---------- EXERCISE DATA ----------

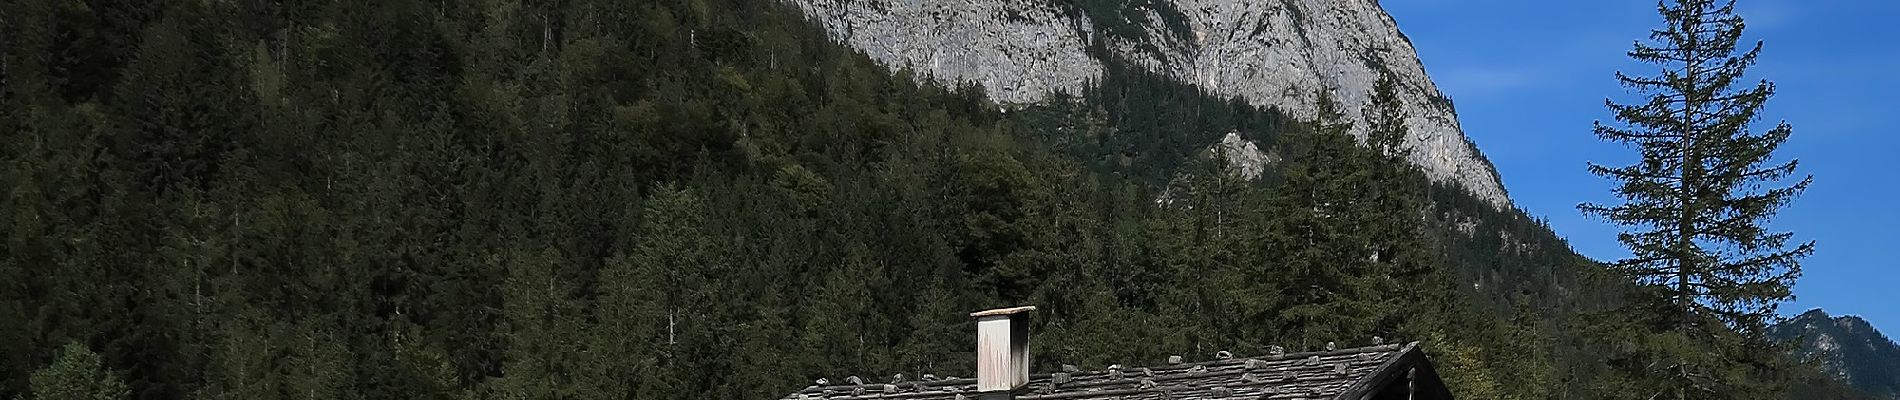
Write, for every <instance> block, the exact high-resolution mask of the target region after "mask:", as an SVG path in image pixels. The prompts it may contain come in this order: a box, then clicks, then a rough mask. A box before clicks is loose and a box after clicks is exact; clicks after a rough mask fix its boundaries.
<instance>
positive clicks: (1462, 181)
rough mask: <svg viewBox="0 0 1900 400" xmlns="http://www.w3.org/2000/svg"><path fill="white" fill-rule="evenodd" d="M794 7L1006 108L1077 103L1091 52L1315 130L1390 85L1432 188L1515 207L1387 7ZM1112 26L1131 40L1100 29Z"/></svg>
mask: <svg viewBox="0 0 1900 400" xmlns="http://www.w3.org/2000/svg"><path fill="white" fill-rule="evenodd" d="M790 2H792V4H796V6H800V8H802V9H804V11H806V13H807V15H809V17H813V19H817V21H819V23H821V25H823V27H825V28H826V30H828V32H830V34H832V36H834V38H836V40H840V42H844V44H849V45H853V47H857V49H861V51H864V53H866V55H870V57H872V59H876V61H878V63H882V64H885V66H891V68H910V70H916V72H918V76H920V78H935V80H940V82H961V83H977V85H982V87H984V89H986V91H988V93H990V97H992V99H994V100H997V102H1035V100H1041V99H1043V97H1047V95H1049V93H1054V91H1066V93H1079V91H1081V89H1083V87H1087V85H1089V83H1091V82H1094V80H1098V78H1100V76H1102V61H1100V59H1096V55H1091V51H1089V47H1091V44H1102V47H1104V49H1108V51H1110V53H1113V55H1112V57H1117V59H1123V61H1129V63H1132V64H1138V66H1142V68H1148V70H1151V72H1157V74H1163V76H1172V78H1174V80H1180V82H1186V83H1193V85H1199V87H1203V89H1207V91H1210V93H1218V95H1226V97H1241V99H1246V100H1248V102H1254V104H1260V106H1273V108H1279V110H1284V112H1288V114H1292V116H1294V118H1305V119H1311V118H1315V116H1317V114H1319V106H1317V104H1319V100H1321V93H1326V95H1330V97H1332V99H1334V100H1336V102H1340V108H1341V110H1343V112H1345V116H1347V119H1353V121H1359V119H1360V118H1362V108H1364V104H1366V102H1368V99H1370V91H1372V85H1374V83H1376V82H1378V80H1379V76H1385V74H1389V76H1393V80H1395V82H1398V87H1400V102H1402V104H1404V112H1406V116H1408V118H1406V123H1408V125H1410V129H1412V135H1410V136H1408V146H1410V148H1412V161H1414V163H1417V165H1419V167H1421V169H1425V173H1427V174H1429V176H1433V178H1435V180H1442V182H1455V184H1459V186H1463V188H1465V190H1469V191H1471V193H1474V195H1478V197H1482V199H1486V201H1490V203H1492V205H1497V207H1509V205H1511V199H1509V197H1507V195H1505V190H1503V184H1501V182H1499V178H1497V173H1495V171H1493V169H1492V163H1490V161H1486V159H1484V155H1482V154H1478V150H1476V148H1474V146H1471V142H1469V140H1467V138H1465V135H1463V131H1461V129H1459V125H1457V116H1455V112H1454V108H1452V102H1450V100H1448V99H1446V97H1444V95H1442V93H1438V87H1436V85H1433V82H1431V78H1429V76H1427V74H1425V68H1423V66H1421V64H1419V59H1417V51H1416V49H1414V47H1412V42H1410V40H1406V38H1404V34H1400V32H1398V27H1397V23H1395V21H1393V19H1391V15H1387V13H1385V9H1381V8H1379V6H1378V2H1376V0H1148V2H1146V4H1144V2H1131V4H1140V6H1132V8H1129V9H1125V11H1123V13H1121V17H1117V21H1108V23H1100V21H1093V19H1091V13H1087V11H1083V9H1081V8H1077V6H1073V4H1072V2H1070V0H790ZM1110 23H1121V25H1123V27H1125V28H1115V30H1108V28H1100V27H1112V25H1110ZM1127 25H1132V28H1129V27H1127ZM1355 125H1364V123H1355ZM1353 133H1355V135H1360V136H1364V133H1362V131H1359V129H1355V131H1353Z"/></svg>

----------
---------- EXERCISE DATA ----------

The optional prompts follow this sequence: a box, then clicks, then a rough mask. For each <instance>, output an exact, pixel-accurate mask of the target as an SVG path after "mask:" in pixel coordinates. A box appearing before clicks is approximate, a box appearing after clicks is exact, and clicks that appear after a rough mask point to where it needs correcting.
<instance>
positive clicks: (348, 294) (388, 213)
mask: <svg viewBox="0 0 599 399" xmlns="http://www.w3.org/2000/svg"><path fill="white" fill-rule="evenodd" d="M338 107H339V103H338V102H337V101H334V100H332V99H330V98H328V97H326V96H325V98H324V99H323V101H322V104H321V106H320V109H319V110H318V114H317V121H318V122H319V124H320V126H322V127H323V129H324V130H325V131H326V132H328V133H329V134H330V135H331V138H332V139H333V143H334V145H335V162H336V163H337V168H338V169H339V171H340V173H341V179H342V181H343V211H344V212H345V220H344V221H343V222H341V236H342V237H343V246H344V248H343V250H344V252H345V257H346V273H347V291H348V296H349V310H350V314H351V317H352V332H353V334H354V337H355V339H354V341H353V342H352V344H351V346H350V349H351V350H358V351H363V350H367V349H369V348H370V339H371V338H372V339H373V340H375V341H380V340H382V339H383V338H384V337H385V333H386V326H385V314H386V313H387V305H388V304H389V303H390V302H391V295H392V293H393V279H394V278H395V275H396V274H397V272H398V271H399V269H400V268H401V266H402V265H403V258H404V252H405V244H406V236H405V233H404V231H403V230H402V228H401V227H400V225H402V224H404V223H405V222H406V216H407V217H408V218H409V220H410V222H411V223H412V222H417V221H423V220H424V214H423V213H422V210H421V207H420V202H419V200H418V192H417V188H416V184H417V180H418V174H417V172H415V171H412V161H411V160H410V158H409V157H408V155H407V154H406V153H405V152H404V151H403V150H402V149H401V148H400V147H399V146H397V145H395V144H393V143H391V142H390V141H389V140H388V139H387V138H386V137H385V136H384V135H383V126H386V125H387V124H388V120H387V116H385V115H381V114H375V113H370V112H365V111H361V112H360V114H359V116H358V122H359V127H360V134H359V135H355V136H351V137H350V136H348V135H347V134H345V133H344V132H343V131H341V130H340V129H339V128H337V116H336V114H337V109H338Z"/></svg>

----------
---------- EXERCISE DATA ----------

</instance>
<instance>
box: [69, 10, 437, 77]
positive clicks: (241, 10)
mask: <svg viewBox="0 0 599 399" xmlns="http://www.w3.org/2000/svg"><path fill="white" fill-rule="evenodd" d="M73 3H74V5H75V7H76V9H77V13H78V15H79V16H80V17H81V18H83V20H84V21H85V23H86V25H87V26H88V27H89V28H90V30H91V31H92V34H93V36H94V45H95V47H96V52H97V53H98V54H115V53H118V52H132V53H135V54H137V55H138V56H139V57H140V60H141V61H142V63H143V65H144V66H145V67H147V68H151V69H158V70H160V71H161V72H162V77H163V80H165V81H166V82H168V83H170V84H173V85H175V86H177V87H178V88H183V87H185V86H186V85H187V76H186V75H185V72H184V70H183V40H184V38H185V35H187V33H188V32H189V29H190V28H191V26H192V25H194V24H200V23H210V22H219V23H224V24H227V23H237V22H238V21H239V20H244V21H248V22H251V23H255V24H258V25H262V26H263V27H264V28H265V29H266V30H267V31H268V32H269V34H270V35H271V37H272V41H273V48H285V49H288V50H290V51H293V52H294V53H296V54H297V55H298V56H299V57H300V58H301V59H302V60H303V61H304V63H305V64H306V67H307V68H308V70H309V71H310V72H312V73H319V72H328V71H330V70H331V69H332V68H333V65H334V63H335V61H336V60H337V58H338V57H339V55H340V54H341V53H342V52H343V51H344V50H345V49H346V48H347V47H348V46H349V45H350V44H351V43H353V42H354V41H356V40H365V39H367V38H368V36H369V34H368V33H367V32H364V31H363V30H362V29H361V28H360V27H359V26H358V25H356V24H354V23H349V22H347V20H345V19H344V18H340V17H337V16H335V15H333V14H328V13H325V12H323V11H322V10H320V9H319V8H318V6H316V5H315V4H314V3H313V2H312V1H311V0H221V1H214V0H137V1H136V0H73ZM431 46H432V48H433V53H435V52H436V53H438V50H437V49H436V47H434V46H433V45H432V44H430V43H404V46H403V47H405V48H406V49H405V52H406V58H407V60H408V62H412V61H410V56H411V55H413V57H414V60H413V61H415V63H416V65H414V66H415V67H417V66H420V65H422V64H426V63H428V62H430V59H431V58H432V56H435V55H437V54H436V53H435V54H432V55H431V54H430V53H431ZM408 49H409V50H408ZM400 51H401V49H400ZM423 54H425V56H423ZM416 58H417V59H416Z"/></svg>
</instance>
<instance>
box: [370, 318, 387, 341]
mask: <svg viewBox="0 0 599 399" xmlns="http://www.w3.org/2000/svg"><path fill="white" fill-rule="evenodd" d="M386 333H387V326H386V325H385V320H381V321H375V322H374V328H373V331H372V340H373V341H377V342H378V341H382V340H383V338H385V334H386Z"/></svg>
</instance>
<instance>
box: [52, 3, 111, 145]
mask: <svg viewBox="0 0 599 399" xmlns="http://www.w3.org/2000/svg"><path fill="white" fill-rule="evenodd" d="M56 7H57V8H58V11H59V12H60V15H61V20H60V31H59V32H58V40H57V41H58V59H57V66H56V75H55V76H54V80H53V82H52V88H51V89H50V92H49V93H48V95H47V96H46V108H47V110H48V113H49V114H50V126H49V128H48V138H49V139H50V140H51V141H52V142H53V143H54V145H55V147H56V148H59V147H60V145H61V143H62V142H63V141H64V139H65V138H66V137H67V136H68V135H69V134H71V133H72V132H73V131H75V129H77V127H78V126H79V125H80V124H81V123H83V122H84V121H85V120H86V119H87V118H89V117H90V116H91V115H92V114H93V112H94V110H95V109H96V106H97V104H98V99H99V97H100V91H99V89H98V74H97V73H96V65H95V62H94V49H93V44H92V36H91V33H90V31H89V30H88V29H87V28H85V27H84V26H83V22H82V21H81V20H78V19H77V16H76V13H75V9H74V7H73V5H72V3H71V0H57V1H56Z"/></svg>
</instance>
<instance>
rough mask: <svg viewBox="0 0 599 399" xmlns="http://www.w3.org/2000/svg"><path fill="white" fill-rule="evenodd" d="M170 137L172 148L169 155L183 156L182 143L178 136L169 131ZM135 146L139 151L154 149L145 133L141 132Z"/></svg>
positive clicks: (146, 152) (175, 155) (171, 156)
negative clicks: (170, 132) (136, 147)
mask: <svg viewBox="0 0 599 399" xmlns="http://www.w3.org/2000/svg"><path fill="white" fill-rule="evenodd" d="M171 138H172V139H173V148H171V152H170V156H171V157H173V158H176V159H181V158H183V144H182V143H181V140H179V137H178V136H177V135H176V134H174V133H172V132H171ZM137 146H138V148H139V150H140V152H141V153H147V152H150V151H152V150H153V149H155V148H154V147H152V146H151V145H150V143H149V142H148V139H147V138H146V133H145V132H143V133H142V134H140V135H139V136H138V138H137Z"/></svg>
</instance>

----------

-- WHAT YOU SHOULD DO --
Return every line of the records that contains the word "prompts".

-- OUTPUT FOR THIS EXERCISE --
Write, for every <instance> block, the exact high-resolution mask of the target region after "mask:", as an SVG path in image pixels. The prompts it may contain come in this order: a box, then clicks, then a rough mask. A box before clicks is loose and a box after clicks is exact; clicks after a rough mask fix its boundaries.
The optional prompts follow this sequence: a box, then clicks, then a rough mask. For each <instance>, output an exact, pixel-accurate mask of the target as an SVG path after "mask:" in pixel coordinates. A box appearing before clicks is approximate, a box appearing after clicks is exact, and clicks that appear after a rough mask point to where it needs correcting.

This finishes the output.